*TASK*. Read the data below line by line and copy each one with "firefighter" in it.

───── EXERCISE MATERIALS

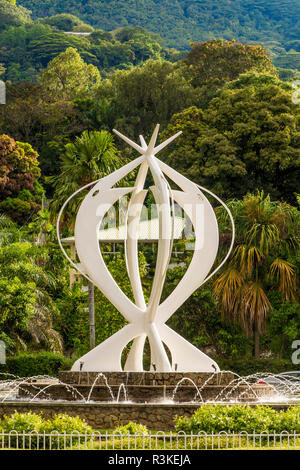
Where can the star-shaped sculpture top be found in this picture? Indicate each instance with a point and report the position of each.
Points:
(149, 149)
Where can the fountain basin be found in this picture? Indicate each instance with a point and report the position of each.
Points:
(145, 393)
(146, 387)
(108, 415)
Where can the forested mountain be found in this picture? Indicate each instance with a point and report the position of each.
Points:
(181, 21)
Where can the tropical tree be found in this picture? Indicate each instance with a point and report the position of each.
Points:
(267, 234)
(247, 140)
(27, 307)
(19, 173)
(92, 156)
(68, 76)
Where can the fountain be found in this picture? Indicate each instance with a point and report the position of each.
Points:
(98, 388)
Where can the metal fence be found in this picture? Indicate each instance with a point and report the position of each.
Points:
(139, 441)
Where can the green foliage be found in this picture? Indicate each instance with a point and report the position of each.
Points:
(64, 423)
(30, 422)
(12, 15)
(221, 61)
(32, 364)
(214, 419)
(92, 156)
(18, 174)
(29, 285)
(21, 422)
(62, 21)
(140, 97)
(183, 21)
(248, 365)
(68, 76)
(132, 428)
(247, 139)
(72, 321)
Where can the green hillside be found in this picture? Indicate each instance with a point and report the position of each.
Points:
(181, 21)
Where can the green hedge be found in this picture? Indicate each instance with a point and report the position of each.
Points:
(250, 366)
(44, 363)
(29, 422)
(214, 419)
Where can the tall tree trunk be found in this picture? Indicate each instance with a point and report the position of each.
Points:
(256, 343)
(92, 315)
(283, 338)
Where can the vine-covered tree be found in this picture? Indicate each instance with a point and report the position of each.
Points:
(20, 191)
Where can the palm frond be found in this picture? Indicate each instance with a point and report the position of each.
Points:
(285, 274)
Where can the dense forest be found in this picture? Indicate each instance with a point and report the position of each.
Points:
(181, 21)
(241, 136)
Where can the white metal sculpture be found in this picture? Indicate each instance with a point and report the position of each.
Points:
(146, 319)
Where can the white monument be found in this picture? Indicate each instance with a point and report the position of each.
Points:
(146, 319)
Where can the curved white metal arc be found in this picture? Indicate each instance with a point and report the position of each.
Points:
(106, 357)
(58, 226)
(233, 232)
(161, 195)
(132, 220)
(187, 357)
(90, 215)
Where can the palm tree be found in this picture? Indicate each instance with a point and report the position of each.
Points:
(92, 156)
(267, 233)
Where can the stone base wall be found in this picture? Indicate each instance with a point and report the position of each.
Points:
(108, 416)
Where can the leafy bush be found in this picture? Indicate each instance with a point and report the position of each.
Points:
(132, 428)
(214, 419)
(27, 365)
(250, 366)
(22, 423)
(30, 422)
(62, 423)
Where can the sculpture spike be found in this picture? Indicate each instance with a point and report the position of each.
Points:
(165, 143)
(130, 142)
(144, 145)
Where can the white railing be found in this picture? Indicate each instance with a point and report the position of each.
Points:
(156, 441)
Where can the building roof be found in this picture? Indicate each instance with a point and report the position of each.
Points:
(148, 231)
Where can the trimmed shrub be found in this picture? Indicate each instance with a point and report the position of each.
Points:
(132, 428)
(214, 419)
(34, 423)
(44, 363)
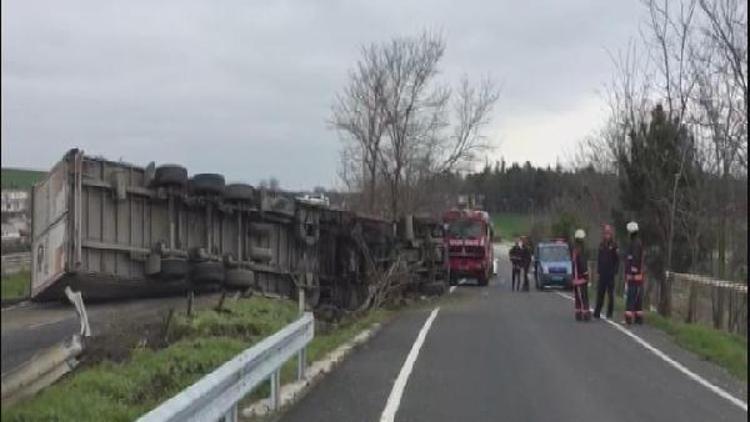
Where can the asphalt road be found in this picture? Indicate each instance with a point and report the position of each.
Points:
(496, 355)
(28, 328)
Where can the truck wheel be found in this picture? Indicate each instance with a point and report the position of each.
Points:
(173, 268)
(207, 272)
(208, 183)
(239, 192)
(312, 296)
(239, 279)
(170, 175)
(261, 254)
(435, 288)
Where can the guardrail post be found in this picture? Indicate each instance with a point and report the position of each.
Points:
(301, 363)
(275, 389)
(231, 415)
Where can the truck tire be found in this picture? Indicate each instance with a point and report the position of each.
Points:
(173, 268)
(170, 175)
(208, 183)
(207, 272)
(261, 254)
(239, 279)
(239, 192)
(435, 288)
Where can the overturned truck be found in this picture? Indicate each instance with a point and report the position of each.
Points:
(114, 230)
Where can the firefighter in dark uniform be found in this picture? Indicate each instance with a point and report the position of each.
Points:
(525, 261)
(515, 260)
(607, 264)
(580, 277)
(634, 276)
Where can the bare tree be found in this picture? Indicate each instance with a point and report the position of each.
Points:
(396, 113)
(472, 107)
(358, 113)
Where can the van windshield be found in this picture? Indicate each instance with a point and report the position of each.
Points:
(465, 229)
(554, 253)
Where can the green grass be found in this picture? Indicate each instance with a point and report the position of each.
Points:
(20, 178)
(123, 391)
(510, 225)
(15, 286)
(726, 350)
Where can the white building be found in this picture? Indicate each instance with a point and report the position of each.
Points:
(14, 200)
(10, 232)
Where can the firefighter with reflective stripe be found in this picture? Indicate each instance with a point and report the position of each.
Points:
(580, 277)
(634, 279)
(607, 263)
(526, 256)
(515, 259)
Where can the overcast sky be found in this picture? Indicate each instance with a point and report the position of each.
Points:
(244, 88)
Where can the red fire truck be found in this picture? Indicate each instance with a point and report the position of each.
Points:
(468, 240)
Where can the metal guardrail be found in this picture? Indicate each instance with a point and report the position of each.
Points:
(16, 262)
(708, 281)
(215, 396)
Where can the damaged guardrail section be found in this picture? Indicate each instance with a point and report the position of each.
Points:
(42, 370)
(215, 396)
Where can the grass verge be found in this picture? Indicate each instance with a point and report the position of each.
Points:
(509, 225)
(123, 391)
(724, 349)
(20, 178)
(15, 286)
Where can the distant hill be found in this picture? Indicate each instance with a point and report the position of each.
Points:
(20, 178)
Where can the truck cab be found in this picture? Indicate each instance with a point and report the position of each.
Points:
(552, 264)
(468, 240)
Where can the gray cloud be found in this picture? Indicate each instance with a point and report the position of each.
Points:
(244, 88)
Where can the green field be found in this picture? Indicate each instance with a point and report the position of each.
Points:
(509, 225)
(15, 286)
(20, 178)
(122, 391)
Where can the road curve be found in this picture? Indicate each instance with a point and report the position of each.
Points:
(492, 354)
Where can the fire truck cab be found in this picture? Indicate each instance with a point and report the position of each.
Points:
(468, 240)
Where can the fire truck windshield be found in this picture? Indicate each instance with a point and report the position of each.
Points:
(465, 229)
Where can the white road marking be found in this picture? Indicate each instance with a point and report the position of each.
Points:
(680, 367)
(394, 399)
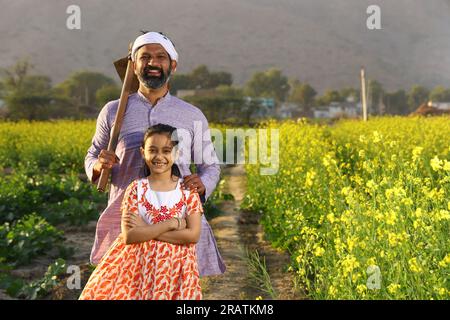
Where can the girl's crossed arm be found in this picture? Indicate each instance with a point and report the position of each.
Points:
(190, 234)
(136, 230)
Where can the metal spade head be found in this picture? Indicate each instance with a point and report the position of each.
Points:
(121, 68)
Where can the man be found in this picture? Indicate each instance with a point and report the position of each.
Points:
(154, 60)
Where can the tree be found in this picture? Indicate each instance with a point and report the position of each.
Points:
(268, 84)
(200, 78)
(107, 93)
(328, 97)
(26, 96)
(32, 100)
(417, 96)
(375, 96)
(82, 87)
(440, 94)
(302, 94)
(353, 93)
(396, 102)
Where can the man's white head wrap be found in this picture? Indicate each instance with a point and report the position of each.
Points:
(154, 37)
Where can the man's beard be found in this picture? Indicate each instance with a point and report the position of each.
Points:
(153, 82)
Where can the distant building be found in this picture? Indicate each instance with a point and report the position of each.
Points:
(440, 105)
(265, 107)
(288, 110)
(338, 109)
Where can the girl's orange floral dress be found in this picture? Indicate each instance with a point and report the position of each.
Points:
(152, 269)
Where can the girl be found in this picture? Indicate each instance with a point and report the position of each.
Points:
(154, 256)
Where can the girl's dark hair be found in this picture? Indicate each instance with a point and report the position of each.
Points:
(161, 129)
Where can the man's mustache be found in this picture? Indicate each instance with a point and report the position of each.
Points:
(150, 68)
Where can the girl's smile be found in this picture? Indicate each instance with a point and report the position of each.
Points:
(159, 153)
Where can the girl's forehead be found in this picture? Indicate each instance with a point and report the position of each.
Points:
(159, 139)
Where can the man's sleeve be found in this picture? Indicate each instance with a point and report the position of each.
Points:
(205, 158)
(99, 141)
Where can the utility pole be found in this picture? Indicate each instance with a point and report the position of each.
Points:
(363, 94)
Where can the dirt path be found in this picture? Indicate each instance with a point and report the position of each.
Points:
(235, 231)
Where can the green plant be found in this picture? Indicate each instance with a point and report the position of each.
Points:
(27, 238)
(258, 273)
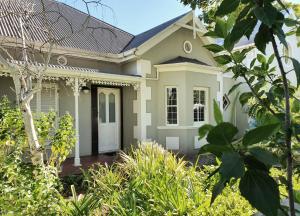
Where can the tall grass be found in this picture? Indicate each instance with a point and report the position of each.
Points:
(152, 181)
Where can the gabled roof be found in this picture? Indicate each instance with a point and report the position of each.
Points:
(143, 37)
(181, 59)
(98, 36)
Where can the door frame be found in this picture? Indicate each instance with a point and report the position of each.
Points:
(94, 116)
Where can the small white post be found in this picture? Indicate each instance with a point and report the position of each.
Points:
(77, 145)
(221, 91)
(194, 25)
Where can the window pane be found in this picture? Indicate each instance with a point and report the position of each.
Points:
(102, 108)
(48, 102)
(199, 105)
(112, 108)
(171, 106)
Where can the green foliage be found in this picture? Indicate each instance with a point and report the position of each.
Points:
(217, 113)
(251, 157)
(261, 190)
(63, 140)
(152, 181)
(26, 189)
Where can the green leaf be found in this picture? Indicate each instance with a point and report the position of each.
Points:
(217, 113)
(215, 48)
(261, 191)
(203, 130)
(261, 58)
(244, 97)
(263, 156)
(221, 28)
(290, 22)
(232, 165)
(252, 63)
(296, 65)
(262, 38)
(295, 106)
(267, 14)
(217, 190)
(217, 150)
(222, 134)
(271, 58)
(223, 59)
(234, 87)
(241, 28)
(227, 6)
(260, 134)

──────────

*RESPONSE BELOW*.
Where can the firefighter in dark uniform be found in this picture? Indicate each instance with a point and report the position of each.
Where can the firefighter with reflective stripe be found in this picture? Indicate each instance with a point and report the position of each.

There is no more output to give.